> Requirement
Copy the records verbatim, starting at the line that contains "target: formation shaped like star" and ending with the line that contains "160 69 L 157", both lines included.

> Records for processing
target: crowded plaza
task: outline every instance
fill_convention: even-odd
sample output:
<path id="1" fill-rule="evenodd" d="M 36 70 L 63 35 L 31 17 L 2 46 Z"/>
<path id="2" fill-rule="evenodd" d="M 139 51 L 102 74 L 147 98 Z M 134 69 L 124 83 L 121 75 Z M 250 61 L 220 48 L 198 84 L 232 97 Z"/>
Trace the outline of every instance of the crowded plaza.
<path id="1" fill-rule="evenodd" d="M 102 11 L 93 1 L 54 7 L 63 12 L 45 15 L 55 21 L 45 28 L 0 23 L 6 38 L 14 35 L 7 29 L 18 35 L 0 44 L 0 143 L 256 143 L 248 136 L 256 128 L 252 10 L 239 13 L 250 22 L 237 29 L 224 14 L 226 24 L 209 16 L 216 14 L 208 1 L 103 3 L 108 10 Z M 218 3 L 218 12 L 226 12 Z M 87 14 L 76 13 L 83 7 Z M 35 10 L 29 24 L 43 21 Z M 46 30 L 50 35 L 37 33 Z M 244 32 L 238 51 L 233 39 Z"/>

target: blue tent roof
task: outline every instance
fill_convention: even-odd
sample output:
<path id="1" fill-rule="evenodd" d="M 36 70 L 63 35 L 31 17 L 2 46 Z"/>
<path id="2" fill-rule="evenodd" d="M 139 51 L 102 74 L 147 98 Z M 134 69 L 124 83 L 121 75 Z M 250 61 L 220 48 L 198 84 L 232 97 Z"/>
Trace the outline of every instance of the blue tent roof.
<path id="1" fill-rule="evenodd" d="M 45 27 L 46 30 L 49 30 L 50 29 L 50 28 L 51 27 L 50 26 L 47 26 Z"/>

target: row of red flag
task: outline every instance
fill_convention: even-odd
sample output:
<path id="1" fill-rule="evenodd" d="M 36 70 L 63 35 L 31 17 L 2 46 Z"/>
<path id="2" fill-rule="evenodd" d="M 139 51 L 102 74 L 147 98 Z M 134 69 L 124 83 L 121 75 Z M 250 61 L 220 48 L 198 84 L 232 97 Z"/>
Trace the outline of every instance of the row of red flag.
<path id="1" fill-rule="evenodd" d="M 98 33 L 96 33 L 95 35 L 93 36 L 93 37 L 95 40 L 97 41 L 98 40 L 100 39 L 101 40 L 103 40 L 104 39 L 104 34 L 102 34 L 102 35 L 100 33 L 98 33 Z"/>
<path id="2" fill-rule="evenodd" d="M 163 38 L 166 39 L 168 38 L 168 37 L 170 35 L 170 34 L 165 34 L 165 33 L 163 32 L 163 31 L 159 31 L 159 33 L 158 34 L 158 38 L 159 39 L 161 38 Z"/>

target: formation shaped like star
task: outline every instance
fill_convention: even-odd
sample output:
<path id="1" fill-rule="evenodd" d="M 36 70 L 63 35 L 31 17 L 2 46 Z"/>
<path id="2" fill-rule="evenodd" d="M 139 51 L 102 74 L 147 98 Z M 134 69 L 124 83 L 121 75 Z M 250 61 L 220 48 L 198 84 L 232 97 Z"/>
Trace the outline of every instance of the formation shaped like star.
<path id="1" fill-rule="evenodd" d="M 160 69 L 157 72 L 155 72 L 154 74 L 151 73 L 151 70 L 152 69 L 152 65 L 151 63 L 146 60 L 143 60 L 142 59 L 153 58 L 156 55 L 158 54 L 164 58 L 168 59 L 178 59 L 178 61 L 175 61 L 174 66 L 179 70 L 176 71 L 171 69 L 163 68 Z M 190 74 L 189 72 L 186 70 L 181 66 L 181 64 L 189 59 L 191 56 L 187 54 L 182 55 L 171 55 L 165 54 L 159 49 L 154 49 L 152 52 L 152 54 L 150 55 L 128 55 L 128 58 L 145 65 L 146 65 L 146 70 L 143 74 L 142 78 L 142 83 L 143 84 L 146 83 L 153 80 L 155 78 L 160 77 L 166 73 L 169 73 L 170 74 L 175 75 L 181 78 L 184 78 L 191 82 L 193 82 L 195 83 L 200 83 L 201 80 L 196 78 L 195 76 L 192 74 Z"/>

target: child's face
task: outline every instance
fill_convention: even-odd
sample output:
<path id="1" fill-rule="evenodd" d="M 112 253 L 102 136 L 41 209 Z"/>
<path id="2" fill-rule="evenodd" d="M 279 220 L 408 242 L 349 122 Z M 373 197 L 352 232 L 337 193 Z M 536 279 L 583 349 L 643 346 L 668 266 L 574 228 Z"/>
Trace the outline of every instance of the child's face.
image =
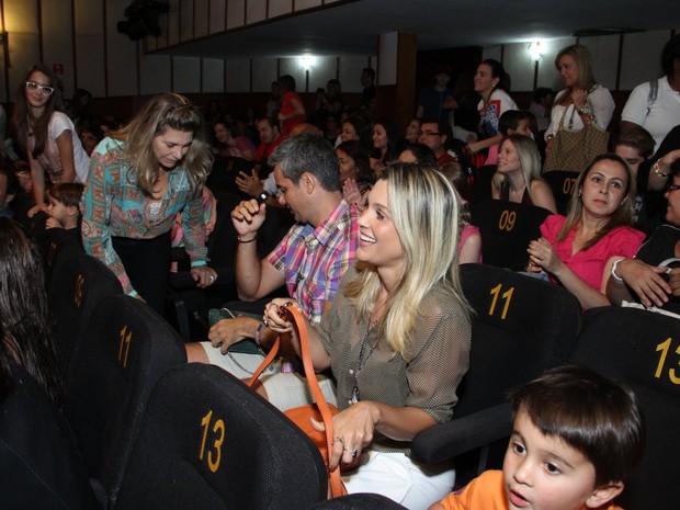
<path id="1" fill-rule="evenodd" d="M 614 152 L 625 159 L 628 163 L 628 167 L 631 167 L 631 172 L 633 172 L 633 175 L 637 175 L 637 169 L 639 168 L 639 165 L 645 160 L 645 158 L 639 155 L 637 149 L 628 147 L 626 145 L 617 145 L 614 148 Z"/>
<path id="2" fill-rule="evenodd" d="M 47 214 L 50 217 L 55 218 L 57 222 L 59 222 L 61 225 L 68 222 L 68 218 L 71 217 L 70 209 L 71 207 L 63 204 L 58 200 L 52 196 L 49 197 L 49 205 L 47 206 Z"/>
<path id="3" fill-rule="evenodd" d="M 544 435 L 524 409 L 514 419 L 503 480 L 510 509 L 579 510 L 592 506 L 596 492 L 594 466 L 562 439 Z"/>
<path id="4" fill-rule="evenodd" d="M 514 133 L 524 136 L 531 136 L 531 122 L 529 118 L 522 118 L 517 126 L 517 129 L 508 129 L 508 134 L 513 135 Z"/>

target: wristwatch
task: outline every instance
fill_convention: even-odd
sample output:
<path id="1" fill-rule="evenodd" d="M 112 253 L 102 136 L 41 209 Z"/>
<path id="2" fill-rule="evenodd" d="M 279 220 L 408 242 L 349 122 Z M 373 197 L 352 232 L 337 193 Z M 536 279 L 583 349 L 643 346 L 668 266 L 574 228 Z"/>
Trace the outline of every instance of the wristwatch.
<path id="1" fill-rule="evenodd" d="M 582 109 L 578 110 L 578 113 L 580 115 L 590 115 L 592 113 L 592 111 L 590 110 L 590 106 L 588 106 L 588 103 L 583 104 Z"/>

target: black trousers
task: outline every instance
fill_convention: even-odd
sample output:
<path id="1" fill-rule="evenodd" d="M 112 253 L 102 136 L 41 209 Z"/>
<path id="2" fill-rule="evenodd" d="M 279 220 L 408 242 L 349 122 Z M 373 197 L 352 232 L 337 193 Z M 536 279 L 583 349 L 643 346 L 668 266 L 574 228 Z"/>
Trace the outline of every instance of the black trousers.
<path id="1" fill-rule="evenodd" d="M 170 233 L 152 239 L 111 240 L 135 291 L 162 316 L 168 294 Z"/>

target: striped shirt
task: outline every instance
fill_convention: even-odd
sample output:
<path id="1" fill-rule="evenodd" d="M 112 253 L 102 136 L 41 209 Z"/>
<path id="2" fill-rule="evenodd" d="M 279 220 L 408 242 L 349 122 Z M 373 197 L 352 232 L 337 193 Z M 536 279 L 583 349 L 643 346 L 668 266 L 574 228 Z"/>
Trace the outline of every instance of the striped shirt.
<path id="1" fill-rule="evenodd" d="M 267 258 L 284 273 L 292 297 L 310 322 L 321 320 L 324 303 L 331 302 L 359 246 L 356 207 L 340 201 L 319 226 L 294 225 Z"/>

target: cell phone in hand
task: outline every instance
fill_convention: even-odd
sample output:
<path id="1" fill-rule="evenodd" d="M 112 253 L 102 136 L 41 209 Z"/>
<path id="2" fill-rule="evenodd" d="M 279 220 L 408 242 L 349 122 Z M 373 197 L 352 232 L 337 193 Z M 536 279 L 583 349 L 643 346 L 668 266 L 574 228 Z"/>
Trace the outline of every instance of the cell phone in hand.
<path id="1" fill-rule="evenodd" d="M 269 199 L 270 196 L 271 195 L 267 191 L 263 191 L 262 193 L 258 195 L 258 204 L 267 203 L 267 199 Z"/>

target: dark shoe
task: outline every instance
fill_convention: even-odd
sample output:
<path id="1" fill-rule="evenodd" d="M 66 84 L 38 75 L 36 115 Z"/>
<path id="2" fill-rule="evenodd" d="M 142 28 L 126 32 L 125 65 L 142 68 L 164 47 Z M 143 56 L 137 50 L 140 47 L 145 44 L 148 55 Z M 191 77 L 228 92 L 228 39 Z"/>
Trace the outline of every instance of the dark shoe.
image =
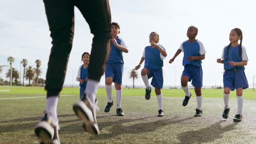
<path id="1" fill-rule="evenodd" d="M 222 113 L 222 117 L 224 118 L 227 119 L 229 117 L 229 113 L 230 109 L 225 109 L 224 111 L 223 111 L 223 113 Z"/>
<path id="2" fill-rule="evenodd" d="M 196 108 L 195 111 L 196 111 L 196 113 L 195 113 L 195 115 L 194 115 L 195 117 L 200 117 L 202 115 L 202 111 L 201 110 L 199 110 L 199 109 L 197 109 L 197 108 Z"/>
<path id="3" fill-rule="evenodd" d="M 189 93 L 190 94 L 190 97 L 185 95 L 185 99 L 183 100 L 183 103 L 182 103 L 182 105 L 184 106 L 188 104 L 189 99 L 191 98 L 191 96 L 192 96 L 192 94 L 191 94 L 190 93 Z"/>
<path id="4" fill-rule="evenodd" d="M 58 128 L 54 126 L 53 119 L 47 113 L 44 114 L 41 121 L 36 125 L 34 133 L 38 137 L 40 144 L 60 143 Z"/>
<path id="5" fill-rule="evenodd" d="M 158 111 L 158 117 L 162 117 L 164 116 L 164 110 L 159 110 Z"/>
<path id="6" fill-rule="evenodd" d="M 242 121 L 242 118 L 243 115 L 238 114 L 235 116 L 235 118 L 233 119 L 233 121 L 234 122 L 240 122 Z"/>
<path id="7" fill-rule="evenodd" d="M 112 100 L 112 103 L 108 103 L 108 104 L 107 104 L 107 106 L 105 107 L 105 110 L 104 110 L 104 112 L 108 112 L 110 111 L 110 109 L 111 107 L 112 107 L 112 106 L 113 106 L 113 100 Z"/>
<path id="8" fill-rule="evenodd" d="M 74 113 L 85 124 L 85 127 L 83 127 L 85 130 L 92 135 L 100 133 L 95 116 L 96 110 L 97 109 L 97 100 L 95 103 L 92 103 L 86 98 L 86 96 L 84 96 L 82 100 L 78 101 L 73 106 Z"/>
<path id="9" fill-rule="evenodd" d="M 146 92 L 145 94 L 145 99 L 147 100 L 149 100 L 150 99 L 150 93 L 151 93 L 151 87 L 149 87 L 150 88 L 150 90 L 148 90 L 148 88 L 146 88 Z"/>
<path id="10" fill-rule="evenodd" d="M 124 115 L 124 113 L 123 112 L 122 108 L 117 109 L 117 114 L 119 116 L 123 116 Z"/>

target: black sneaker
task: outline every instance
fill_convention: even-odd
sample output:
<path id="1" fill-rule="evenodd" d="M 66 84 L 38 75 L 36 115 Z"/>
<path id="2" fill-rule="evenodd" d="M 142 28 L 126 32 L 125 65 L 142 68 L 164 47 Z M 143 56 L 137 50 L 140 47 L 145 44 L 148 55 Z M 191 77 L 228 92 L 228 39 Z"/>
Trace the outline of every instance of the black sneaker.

> Exercise answer
target: formation shaped like star
task: outline every instance
fill_convention: even-odd
sample output:
<path id="1" fill-rule="evenodd" d="M 36 70 L 63 35 L 31 17 L 2 46 Z"/>
<path id="2" fill-rule="evenodd" d="M 139 51 L 102 74 L 147 98 Z M 134 69 L 124 83 L 121 75 Z M 250 61 L 220 48 L 198 84 L 232 97 Z"/>
Trace the outline of every instance of the formation shaped like star.
<path id="1" fill-rule="evenodd" d="M 160 69 L 157 72 L 155 72 L 154 74 L 151 73 L 151 70 L 152 69 L 152 65 L 151 63 L 146 60 L 143 60 L 142 59 L 153 58 L 156 55 L 158 54 L 164 58 L 168 59 L 178 59 L 178 61 L 175 61 L 174 66 L 179 70 L 176 71 L 171 69 L 163 68 Z M 190 74 L 189 72 L 186 70 L 181 66 L 181 64 L 189 59 L 191 56 L 187 54 L 182 55 L 171 55 L 165 54 L 159 49 L 154 49 L 152 52 L 152 54 L 150 55 L 128 55 L 128 58 L 145 65 L 146 65 L 146 70 L 143 74 L 142 78 L 142 83 L 143 84 L 146 83 L 153 80 L 155 78 L 160 77 L 166 73 L 169 73 L 170 74 L 175 75 L 181 78 L 184 78 L 191 82 L 193 82 L 195 83 L 200 83 L 201 80 L 196 78 L 195 76 L 192 74 Z"/>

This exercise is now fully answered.